### [Written exercise 1]
Answer these from the to-do list passage:
(a) How old is the writer's daughter?
(b) What is the name of the daughter's brother?
(c) What number does reading have on the writer's list?
### [Written exercise 2]
Retype the to-do list passage word for word from "#1: Make a List" to "only 24 hours.".

### [Source passage]
__________________________________________________

#1: Make a List
A few months ago, I was writing daily to-do lists with my four-year-old daughter. (#1 on my list: Make list with Evelyn.) “Okay, Mommy. One, play with play dough. Two, make a fairy house outside. Three, call Nonny. Four, watch Curious George. Five, read Angelina. Six, walk to Steve Park. Seven, wash my bike.”
I reminded her that she would also take a nap, put the silverware away, match the socks, and play with her brother, Judah. Was everything ever crossed off her list? Not my daughter.
After all, I’m her role model. My daily lists often look like they’re weekly, even though I intentionally leave things off. So many ideas, millions of joys, countless ways to join in the work of God’s kingdom . . . and only 24 hours.
Usually I can manage these tensions on my own, but then I get to reading (#4 on my list and, probably, one of the more dangerous activities in which I participate).

__________________________________________________

### [Records]
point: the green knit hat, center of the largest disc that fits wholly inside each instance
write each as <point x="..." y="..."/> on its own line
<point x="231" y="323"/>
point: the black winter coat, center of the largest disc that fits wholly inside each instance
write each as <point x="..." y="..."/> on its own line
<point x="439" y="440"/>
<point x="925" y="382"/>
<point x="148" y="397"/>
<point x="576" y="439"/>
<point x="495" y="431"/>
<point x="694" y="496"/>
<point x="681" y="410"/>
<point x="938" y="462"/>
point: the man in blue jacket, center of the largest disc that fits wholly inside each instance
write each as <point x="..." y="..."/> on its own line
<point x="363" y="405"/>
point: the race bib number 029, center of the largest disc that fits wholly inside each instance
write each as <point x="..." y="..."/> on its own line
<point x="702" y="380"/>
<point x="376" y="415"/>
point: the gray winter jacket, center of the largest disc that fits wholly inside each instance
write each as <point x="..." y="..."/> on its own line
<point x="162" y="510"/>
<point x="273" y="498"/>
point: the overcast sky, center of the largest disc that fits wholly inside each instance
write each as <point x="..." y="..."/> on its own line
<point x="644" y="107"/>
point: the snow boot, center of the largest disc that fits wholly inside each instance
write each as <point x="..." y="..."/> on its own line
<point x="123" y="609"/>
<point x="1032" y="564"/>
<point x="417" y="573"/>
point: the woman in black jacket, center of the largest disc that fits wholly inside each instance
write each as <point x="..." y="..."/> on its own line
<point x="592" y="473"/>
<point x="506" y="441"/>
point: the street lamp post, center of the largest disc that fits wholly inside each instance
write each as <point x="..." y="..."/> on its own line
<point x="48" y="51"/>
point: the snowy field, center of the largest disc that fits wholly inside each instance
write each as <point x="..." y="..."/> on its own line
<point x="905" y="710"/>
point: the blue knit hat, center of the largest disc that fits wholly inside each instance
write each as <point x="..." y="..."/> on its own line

__________________________________________________

### [Full solution 1]
(a) Four years old.
(b) Judah.
(c) Number 4.

### [Full solution 2]
#1: Make a List
A few months ago, I was writing daily to-do lists with my four-year-old daughter. (#1 on my list: Make list with Evelyn.) “Okay, Mommy. One, play with play dough. Two, make a fairy house outside. Three, call Nonny. Four, watch Curious George. Five, read Angelina. Six, walk to Steve Park. Seven, wash my bike.”
I reminded her that she would also take a nap, put the silverware away, match the socks, and play with her brother, Judah. Was everything ever crossed off her list? Not my daughter.
After all, I’m her role model. My daily lists often look like they’re weekly, even though I intentionally leave things off. So many ideas, millions of joys, countless ways to join in the work of God’s kingdom . . . and only 24 hours.